Job
Please reproduce all of the material below line for line, leaving out the pictures.

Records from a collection

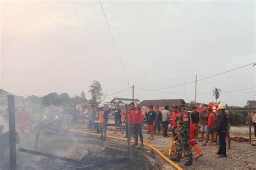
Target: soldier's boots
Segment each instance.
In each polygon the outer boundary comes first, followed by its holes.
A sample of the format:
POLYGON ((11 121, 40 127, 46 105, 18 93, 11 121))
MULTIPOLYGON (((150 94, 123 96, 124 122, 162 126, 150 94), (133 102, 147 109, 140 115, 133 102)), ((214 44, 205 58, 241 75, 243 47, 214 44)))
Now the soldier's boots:
POLYGON ((180 159, 179 158, 170 158, 170 159, 171 159, 171 160, 172 160, 173 161, 176 161, 176 162, 179 162, 180 161, 180 159))
POLYGON ((185 166, 190 166, 193 164, 192 161, 191 160, 188 160, 187 162, 185 163, 185 166))
POLYGON ((132 146, 138 146, 138 137, 135 137, 134 143, 132 146))

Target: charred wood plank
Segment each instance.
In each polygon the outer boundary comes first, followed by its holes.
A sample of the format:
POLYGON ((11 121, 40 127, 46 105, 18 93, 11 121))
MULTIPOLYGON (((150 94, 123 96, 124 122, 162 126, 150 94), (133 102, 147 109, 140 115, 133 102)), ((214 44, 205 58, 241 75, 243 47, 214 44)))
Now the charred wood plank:
POLYGON ((129 158, 122 158, 120 159, 115 159, 112 160, 107 160, 106 161, 103 162, 102 163, 96 164, 93 165, 91 165, 86 166, 83 167, 76 167, 77 169, 91 169, 93 168, 99 167, 103 166, 104 166, 106 164, 109 164, 114 162, 123 162, 125 161, 129 161, 129 158))
POLYGON ((38 155, 38 156, 47 157, 47 158, 51 158, 51 159, 61 160, 67 161, 67 162, 73 162, 73 163, 79 163, 80 162, 79 161, 78 161, 78 160, 75 160, 75 159, 72 159, 67 158, 65 158, 65 157, 62 157, 55 155, 51 154, 42 153, 42 152, 38 152, 38 151, 29 150, 25 149, 25 148, 19 148, 19 152, 25 152, 25 153, 30 153, 30 154, 37 155, 38 155))

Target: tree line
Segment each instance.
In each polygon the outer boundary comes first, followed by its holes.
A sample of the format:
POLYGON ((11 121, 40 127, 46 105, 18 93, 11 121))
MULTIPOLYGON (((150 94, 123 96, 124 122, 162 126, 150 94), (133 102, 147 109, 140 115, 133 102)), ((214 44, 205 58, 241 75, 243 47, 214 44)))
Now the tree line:
POLYGON ((85 93, 83 91, 80 95, 75 94, 70 97, 67 93, 58 94, 56 92, 50 93, 46 95, 40 97, 36 95, 27 96, 22 97, 24 104, 39 104, 44 107, 54 105, 58 107, 71 107, 74 105, 88 102, 90 104, 98 104, 101 102, 102 88, 100 83, 94 80, 89 87, 88 93, 91 94, 91 98, 87 100, 85 93))

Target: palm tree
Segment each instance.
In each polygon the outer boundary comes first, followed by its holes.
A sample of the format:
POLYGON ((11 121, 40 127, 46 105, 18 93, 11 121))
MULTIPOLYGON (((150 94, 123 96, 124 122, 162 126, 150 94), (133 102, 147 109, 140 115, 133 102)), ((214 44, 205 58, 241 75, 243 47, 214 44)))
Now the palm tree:
POLYGON ((213 96, 215 96, 215 98, 216 98, 216 103, 217 103, 218 99, 220 97, 220 91, 221 91, 221 90, 215 87, 213 90, 212 90, 212 93, 213 93, 213 96))

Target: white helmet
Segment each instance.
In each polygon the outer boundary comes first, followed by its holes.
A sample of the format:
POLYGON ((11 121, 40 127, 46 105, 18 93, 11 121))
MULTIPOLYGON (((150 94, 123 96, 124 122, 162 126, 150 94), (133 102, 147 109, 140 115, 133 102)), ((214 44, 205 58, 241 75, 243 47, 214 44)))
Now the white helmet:
POLYGON ((220 109, 227 109, 227 105, 224 102, 220 102, 220 104, 219 104, 219 106, 218 107, 218 109, 219 109, 219 110, 220 110, 220 109))
POLYGON ((104 104, 103 103, 100 103, 99 104, 99 106, 98 107, 98 108, 104 108, 104 104))

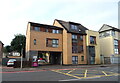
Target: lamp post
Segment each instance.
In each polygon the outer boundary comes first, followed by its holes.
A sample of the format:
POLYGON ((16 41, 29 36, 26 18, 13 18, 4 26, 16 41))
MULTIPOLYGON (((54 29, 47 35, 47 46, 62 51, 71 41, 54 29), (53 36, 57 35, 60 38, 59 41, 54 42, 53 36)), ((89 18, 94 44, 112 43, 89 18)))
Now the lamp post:
POLYGON ((20 45, 21 45, 21 66, 20 66, 20 68, 22 69, 22 64, 23 64, 23 63, 22 63, 22 61, 23 61, 23 60, 22 60, 22 59, 23 59, 23 58, 22 58, 22 55, 23 55, 23 48, 22 48, 22 44, 20 44, 20 45))

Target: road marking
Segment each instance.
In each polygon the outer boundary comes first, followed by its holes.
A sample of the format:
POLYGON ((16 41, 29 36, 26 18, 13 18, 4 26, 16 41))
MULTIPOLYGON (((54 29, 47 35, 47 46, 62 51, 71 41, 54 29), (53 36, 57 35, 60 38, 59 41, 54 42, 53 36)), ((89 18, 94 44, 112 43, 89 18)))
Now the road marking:
POLYGON ((73 71, 75 71, 75 69, 73 69, 73 70, 69 71, 67 74, 69 74, 69 73, 71 73, 71 72, 73 72, 73 71))
POLYGON ((87 69, 85 70, 84 77, 85 77, 85 78, 87 77, 87 69))
MULTIPOLYGON (((93 76, 87 76, 89 74, 88 73, 88 70, 86 69, 85 72, 83 74, 69 74, 71 73, 73 70, 69 71, 68 73, 64 73, 64 72, 61 72, 60 70, 52 70, 54 72, 57 72, 57 73, 60 73, 60 74, 63 74, 63 75, 67 75, 67 76, 71 76, 71 77, 74 77, 74 78, 77 78, 78 80, 80 79, 93 79, 93 78, 100 78, 100 77, 108 77, 108 76, 118 76, 120 74, 118 73, 114 73, 113 74, 106 74, 104 71, 101 71, 102 73, 104 73, 104 75, 93 75, 93 76), (76 75, 83 75, 83 76, 76 76, 76 75)), ((68 80, 59 80, 59 81, 74 81, 74 80, 77 80, 77 79, 68 79, 68 80)))
POLYGON ((46 70, 35 70, 35 71, 7 71, 7 72, 4 72, 4 71, 2 71, 2 72, 0 72, 0 73, 29 73, 29 72, 39 72, 39 71, 46 71, 46 70))
POLYGON ((74 77, 74 78, 78 78, 78 79, 80 79, 80 78, 81 78, 81 77, 74 76, 74 75, 69 74, 69 73, 63 73, 63 72, 60 72, 60 71, 55 71, 55 70, 52 70, 52 71, 57 72, 57 73, 61 73, 61 74, 67 75, 67 76, 71 76, 71 77, 74 77))
POLYGON ((105 74, 105 76, 108 76, 104 71, 102 71, 102 73, 104 73, 105 74))

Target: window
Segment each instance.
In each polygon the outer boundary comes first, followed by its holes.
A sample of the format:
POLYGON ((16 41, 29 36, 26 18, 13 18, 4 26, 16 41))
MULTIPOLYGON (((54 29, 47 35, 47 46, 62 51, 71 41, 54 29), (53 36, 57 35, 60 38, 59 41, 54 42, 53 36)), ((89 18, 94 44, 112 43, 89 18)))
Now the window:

Solution to this task
Target: soldier's boots
Segment each instance.
In each polygon the outer boundary comes first, followed by its holes.
A sample of the format:
POLYGON ((11 121, 40 127, 46 105, 18 93, 11 121))
MULTIPOLYGON (((150 94, 123 96, 124 122, 162 126, 150 94), (133 102, 147 109, 140 115, 133 102)), ((214 44, 205 58, 241 75, 243 47, 214 44)))
Now the soldier's boots:
POLYGON ((180 159, 179 158, 170 158, 170 159, 171 159, 171 160, 172 160, 173 161, 176 161, 176 162, 179 162, 180 161, 180 159))
POLYGON ((185 166, 190 166, 193 164, 192 161, 191 160, 188 160, 187 162, 185 163, 185 166))
POLYGON ((132 146, 138 146, 138 137, 135 137, 134 143, 132 146))

Target: charred wood plank
Segment each instance.
In each polygon the outer boundary comes first, followed by its holes.
A sample of the format:
POLYGON ((11 121, 40 127, 46 105, 18 93, 11 121))
MULTIPOLYGON (((150 94, 123 96, 124 122, 162 126, 150 94), (133 102, 147 109, 140 115, 133 102)), ((214 44, 205 58, 241 75, 243 47, 214 44)))
Now the charred wood plank:
POLYGON ((129 158, 122 158, 120 159, 115 159, 112 160, 107 160, 106 161, 103 162, 102 163, 96 164, 93 165, 91 165, 86 166, 83 167, 76 167, 77 169, 91 169, 93 168, 99 167, 103 166, 104 166, 106 164, 109 164, 114 162, 123 162, 125 161, 129 161, 129 158))
POLYGON ((38 155, 38 156, 47 157, 47 158, 51 158, 51 159, 61 160, 67 161, 67 162, 73 162, 73 163, 79 163, 80 162, 79 161, 78 161, 78 160, 75 160, 75 159, 72 159, 67 158, 65 158, 65 157, 62 157, 55 155, 51 154, 42 153, 42 152, 38 152, 38 151, 29 150, 25 149, 25 148, 19 148, 19 152, 25 152, 25 153, 30 153, 30 154, 37 155, 38 155))

Target: tree line
Segment each instance.
In each polygon the outer boundary comes first, followed by its holes.
A sample of the format:
POLYGON ((11 121, 40 127, 46 105, 18 93, 11 121))
MULTIPOLYGON (((150 94, 123 96, 124 122, 162 126, 150 94), (133 102, 147 109, 140 115, 133 102)), ((214 44, 205 58, 241 75, 243 47, 214 44)))
Now the tree line:
POLYGON ((85 93, 83 91, 80 95, 75 94, 70 97, 67 93, 58 94, 56 92, 50 93, 46 95, 40 97, 36 95, 27 96, 22 97, 24 104, 39 104, 44 107, 54 105, 58 107, 71 107, 74 105, 88 102, 90 104, 98 104, 101 102, 102 88, 100 83, 94 80, 89 87, 88 93, 91 94, 91 98, 87 100, 85 93))

Target: palm tree
Segment each instance.
In each polygon the outer boundary comes first, followed by its holes.
A sample of the format:
POLYGON ((11 121, 40 127, 46 105, 18 93, 11 121))
MULTIPOLYGON (((150 94, 123 96, 124 122, 162 126, 150 94), (133 102, 147 109, 140 115, 133 102)), ((214 44, 205 58, 241 75, 243 47, 214 44)))
Now the palm tree:
POLYGON ((213 96, 215 96, 215 98, 216 98, 216 103, 217 103, 218 99, 220 97, 220 91, 221 91, 221 90, 215 87, 213 90, 212 90, 212 93, 213 93, 213 96))

Target: white helmet
Segment each instance.
In each polygon the outer boundary comes first, followed by its holes.
A sample of the format:
POLYGON ((11 121, 40 127, 46 105, 18 93, 11 121))
MULTIPOLYGON (((150 94, 123 96, 124 122, 162 126, 150 94), (133 102, 147 109, 140 115, 133 102)), ((214 44, 205 58, 241 75, 243 47, 214 44)))
Now the white helmet:
POLYGON ((220 109, 227 109, 227 105, 224 102, 220 102, 220 104, 219 104, 219 106, 218 107, 218 109, 219 109, 219 110, 220 110, 220 109))
POLYGON ((104 104, 103 103, 100 103, 99 104, 99 106, 98 107, 98 108, 104 108, 104 104))

Target: lamp post
Segment each instance.
In each polygon the outer boundary comes first, followed by its holes.
A sample of the format:
POLYGON ((16 41, 29 36, 26 18, 13 18, 4 26, 16 41))
MULTIPOLYGON (((54 29, 47 35, 47 46, 62 51, 71 41, 54 29), (53 36, 57 35, 60 38, 59 41, 54 42, 53 36)), ((89 18, 94 44, 112 43, 89 18)))
Now the lamp post:
POLYGON ((20 45, 21 45, 21 66, 20 66, 20 68, 22 69, 22 64, 23 64, 23 63, 22 63, 22 61, 23 61, 23 60, 22 60, 22 59, 23 59, 23 58, 22 58, 22 55, 23 55, 23 48, 22 48, 22 44, 20 44, 20 45))

Target: road marking
Segment each instance.
In each polygon the outer boundary comes first, followed by its holes.
A sample of the format:
POLYGON ((16 41, 29 36, 26 18, 13 18, 4 26, 16 41))
MULTIPOLYGON (((54 29, 47 35, 47 46, 62 51, 71 41, 54 29), (53 36, 57 35, 60 38, 59 41, 54 42, 53 36)), ((89 18, 94 44, 112 43, 89 18)))
Now the road marking:
POLYGON ((73 71, 75 71, 75 69, 73 69, 73 70, 69 71, 67 74, 69 74, 69 73, 71 73, 71 72, 73 72, 73 71))
POLYGON ((87 69, 85 70, 84 77, 85 77, 85 78, 87 77, 87 69))
MULTIPOLYGON (((93 76, 87 76, 89 74, 88 73, 88 70, 86 69, 85 72, 83 74, 69 74, 71 73, 73 70, 69 71, 68 73, 64 73, 64 72, 61 72, 60 70, 52 70, 54 72, 57 72, 57 73, 60 73, 60 74, 63 74, 63 75, 67 75, 67 76, 71 76, 71 77, 74 77, 74 78, 77 78, 78 80, 80 79, 93 79, 93 78, 100 78, 100 77, 108 77, 108 76, 118 76, 120 74, 118 73, 114 73, 113 74, 106 74, 104 71, 101 71, 102 73, 104 73, 104 75, 93 75, 93 76), (76 75, 83 75, 83 76, 76 76, 76 75)), ((68 80, 59 80, 59 81, 74 81, 74 80, 77 80, 77 79, 68 79, 68 80)))
POLYGON ((46 70, 35 70, 35 71, 7 71, 7 72, 4 72, 4 71, 2 71, 2 72, 0 72, 0 73, 29 73, 29 72, 39 72, 39 71, 46 71, 46 70))
POLYGON ((74 77, 74 78, 78 78, 78 79, 80 79, 80 78, 81 78, 81 77, 74 76, 74 75, 69 74, 69 73, 63 73, 63 72, 60 72, 60 71, 55 71, 55 70, 52 70, 52 71, 57 72, 57 73, 61 73, 61 74, 67 75, 67 76, 71 76, 71 77, 74 77))
POLYGON ((105 74, 105 76, 108 76, 104 71, 102 71, 102 73, 104 73, 105 74))

Target: window
Segment each instance.
In each polygon the outer boundary comes first, followed by its holes.
A sample of the format:
POLYGON ((16 41, 29 36, 26 18, 13 18, 4 26, 16 41))
MULTIPOLYGON (((54 29, 47 35, 47 46, 62 51, 71 41, 54 29), (53 36, 57 35, 60 38, 59 41, 54 42, 53 36)), ((89 18, 94 44, 112 43, 89 18)))
Now the window:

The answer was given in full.